— WHAT THE EXERCISE ASKS —
Filter these entries down to the lines that hold the word "bunch", and show each of them.

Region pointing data
=======

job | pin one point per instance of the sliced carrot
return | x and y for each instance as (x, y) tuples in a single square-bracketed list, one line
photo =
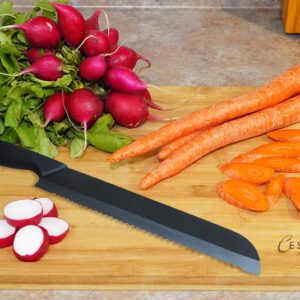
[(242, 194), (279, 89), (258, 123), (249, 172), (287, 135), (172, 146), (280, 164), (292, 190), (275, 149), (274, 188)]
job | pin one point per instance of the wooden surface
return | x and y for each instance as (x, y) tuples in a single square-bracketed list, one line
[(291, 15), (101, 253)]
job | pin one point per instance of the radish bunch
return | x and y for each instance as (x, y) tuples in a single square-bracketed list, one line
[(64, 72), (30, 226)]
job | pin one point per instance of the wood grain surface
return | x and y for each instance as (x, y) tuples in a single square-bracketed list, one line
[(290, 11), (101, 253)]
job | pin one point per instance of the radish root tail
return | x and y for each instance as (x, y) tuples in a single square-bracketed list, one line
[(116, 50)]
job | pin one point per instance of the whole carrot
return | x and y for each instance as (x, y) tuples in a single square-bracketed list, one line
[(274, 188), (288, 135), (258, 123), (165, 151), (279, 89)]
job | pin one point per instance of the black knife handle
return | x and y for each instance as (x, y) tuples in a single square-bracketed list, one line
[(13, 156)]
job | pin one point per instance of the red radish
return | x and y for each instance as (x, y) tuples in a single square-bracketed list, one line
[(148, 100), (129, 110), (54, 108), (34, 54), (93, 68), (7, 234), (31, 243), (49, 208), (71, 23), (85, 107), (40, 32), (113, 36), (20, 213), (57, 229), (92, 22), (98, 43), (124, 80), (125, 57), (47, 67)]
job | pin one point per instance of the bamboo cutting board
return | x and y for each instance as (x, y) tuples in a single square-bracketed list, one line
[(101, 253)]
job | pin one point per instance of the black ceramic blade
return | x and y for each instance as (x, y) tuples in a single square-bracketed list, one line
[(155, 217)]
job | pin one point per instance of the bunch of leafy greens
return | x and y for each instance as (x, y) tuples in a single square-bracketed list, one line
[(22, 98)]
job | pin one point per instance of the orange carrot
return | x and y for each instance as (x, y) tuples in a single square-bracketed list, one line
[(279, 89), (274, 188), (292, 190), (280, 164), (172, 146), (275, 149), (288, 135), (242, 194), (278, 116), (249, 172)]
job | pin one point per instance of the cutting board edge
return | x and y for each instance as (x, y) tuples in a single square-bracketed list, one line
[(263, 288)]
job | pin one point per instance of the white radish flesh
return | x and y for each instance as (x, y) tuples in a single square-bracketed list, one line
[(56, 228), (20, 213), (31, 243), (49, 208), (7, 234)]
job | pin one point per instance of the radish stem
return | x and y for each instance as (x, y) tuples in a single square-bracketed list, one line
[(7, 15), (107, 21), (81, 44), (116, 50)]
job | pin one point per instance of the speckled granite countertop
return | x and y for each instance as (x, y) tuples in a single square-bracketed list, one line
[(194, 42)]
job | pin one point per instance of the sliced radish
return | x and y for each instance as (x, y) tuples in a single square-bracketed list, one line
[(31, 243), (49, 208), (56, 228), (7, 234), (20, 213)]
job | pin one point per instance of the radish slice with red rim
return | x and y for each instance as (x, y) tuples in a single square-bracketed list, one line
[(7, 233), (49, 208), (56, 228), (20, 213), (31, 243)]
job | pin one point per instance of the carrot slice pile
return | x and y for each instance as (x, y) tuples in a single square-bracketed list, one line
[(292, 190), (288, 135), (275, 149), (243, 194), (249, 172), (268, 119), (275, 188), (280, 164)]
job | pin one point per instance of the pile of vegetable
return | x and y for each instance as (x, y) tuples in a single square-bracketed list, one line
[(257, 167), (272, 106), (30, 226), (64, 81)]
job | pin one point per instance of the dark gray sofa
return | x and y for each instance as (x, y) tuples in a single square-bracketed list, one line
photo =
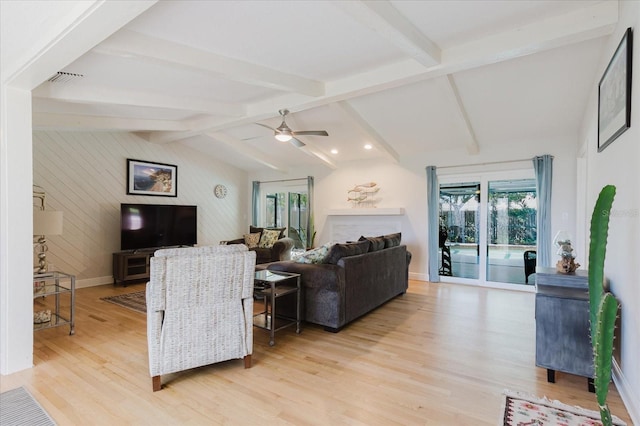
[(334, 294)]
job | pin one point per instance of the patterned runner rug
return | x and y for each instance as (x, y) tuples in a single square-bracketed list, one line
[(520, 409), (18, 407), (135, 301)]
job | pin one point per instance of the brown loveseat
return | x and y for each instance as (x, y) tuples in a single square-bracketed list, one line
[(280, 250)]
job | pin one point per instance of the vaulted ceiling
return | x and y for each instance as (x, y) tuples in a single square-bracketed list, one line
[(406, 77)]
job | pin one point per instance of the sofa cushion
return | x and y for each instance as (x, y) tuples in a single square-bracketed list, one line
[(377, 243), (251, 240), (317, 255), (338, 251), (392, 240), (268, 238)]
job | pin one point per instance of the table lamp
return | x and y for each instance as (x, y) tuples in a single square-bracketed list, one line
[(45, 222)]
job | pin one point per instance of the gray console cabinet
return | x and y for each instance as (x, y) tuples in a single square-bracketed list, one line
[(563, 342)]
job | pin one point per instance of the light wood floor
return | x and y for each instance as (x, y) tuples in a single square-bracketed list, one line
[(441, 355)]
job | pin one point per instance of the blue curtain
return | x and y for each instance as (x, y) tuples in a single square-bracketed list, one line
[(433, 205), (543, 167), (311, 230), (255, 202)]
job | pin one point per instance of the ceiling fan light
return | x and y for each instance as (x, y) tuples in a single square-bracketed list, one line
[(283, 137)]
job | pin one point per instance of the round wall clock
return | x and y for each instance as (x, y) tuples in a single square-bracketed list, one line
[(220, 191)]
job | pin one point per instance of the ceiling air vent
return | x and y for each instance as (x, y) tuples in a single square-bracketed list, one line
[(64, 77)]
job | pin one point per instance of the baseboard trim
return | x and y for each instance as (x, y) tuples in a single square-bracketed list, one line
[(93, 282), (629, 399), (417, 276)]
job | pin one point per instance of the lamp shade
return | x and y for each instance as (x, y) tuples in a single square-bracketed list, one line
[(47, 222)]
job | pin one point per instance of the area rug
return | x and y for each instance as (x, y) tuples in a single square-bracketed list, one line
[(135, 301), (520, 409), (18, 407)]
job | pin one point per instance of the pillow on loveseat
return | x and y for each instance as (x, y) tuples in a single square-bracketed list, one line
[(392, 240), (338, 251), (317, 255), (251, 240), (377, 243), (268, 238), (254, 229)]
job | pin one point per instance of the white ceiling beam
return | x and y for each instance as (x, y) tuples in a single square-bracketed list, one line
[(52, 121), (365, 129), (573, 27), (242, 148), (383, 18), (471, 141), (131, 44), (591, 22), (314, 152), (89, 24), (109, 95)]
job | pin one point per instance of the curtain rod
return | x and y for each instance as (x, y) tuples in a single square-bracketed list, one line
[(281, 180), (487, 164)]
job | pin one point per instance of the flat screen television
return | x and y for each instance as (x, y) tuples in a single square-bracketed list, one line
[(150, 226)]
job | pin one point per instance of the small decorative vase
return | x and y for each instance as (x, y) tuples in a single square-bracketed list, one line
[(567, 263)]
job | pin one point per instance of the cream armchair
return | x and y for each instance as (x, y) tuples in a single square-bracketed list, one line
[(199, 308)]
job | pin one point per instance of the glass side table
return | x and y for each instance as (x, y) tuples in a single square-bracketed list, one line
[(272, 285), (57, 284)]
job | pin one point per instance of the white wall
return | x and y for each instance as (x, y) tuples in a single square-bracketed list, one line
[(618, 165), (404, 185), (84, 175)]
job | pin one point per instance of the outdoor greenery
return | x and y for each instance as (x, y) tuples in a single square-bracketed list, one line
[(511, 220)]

=======

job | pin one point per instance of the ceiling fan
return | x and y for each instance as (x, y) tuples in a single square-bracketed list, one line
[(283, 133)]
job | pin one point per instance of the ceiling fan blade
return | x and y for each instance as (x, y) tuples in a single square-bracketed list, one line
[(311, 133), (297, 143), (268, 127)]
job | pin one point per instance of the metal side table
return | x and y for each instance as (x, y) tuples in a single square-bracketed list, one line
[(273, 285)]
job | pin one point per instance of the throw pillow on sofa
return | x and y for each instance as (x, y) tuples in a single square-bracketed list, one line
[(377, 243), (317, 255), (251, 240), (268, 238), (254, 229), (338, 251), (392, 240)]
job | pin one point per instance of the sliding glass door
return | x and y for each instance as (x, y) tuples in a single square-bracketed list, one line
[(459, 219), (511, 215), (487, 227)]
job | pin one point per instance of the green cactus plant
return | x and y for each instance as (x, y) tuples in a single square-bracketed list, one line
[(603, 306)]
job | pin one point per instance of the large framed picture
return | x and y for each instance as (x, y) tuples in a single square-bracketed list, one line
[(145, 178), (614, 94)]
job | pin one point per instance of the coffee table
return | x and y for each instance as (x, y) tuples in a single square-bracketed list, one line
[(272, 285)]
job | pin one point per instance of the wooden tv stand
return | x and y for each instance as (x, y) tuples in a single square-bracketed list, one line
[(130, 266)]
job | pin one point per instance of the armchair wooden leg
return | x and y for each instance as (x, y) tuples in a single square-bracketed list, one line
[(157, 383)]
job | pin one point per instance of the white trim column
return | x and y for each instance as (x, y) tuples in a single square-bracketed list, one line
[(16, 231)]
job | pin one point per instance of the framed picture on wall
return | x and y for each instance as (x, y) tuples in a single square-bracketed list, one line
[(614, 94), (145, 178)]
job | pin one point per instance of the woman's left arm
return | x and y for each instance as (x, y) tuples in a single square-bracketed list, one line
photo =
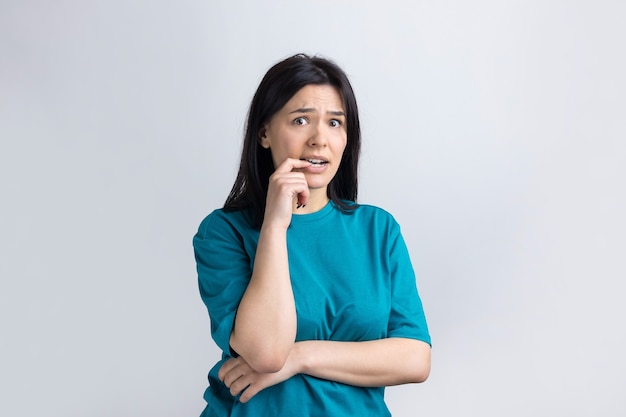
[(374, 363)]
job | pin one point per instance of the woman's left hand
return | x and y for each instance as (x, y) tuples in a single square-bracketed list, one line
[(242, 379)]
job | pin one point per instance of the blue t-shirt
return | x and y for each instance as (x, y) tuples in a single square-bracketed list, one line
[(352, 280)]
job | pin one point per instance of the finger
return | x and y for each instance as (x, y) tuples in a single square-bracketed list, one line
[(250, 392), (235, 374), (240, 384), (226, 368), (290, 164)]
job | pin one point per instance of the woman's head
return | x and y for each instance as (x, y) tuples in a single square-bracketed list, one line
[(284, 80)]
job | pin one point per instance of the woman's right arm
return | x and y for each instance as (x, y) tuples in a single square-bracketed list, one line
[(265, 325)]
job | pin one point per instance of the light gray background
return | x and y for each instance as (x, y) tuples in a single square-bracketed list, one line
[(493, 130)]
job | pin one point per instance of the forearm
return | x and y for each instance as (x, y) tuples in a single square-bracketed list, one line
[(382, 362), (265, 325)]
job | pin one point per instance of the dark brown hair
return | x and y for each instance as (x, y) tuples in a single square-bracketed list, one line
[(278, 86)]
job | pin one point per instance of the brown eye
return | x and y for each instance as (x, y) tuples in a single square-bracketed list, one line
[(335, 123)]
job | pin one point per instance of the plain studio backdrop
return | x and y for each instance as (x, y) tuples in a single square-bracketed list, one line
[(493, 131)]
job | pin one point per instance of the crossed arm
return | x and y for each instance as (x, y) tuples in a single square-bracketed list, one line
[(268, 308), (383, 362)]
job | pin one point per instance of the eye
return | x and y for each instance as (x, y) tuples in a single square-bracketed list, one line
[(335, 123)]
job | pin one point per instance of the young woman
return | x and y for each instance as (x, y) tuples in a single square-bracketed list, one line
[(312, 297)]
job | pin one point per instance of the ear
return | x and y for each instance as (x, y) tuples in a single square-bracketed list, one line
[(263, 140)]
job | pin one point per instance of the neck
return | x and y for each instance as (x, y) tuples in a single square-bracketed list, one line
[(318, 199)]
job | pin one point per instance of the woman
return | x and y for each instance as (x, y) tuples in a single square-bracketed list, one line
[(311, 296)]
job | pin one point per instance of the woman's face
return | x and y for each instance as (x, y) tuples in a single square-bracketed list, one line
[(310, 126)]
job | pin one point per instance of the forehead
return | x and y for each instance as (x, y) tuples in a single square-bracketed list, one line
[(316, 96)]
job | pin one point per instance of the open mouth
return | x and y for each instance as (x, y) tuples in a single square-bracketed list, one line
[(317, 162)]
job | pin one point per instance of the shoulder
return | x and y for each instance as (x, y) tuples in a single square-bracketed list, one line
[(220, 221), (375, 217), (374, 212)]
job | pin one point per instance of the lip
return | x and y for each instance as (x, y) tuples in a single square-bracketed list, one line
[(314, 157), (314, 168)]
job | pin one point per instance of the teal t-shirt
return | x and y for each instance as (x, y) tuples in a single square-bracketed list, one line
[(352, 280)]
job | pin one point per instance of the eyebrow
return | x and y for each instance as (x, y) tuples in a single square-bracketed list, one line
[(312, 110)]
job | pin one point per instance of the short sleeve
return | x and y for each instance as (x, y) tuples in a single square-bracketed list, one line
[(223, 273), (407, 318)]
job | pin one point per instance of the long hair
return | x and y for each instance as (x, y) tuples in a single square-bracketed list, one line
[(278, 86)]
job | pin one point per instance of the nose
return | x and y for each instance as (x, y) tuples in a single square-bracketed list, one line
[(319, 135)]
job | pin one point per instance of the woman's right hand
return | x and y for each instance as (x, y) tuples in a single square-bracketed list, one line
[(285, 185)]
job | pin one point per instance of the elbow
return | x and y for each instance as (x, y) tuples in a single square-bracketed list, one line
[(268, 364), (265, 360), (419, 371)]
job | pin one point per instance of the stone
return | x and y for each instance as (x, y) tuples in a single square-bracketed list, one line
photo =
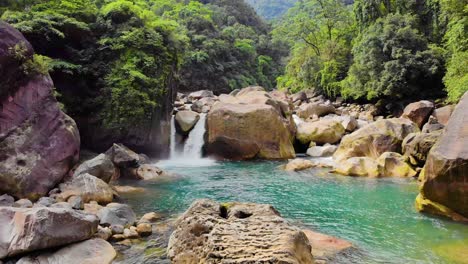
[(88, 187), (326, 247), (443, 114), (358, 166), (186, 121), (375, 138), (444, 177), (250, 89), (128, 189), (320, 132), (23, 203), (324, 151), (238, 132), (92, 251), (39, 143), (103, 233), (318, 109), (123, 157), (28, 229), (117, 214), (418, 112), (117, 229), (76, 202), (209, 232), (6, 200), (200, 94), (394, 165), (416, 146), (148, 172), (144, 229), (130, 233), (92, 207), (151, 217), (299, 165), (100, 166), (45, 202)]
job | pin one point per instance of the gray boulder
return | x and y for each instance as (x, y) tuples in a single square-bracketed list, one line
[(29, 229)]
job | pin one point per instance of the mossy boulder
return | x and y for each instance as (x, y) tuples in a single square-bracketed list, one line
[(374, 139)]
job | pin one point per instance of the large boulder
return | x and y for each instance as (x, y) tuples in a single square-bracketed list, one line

=======

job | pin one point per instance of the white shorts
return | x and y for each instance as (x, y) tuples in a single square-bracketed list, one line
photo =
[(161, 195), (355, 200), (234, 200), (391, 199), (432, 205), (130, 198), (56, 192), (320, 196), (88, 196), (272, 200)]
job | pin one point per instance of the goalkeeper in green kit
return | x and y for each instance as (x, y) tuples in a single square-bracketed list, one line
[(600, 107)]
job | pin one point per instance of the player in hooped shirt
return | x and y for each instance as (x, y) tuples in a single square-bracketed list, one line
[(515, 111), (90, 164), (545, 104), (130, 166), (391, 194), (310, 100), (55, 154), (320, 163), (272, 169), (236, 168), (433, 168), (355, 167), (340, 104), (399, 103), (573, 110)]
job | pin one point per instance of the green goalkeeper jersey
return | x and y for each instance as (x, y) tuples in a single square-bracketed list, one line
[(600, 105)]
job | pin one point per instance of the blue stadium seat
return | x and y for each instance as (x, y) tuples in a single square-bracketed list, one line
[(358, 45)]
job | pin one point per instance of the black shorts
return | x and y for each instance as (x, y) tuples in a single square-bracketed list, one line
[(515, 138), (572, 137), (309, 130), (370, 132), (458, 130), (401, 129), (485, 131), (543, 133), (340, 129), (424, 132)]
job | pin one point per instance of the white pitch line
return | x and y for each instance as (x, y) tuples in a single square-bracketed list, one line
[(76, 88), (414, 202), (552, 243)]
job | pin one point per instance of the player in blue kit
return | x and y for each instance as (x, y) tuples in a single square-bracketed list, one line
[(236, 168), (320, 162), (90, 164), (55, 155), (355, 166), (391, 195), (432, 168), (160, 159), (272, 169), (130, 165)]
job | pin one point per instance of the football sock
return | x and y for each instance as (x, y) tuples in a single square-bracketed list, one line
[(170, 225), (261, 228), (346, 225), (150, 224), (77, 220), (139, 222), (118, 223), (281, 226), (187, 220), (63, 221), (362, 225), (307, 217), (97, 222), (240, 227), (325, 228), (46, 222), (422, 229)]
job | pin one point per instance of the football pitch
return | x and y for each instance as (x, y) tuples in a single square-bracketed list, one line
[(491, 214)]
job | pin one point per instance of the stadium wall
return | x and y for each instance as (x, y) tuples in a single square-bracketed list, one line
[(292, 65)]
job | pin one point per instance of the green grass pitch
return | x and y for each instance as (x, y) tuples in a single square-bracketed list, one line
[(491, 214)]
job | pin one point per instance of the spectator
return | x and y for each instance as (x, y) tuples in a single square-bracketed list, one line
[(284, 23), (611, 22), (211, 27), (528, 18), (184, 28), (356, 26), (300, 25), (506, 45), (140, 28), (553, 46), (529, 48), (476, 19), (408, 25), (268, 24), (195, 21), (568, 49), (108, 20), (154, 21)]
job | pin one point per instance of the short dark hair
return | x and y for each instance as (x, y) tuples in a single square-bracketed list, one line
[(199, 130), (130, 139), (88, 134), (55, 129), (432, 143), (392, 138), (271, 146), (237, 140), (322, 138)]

=======

— ANSWER TO THIS PROBLEM —
job | pin one point per instance of the radish bunch
job | pin one point per instance of the bunch of leafy greens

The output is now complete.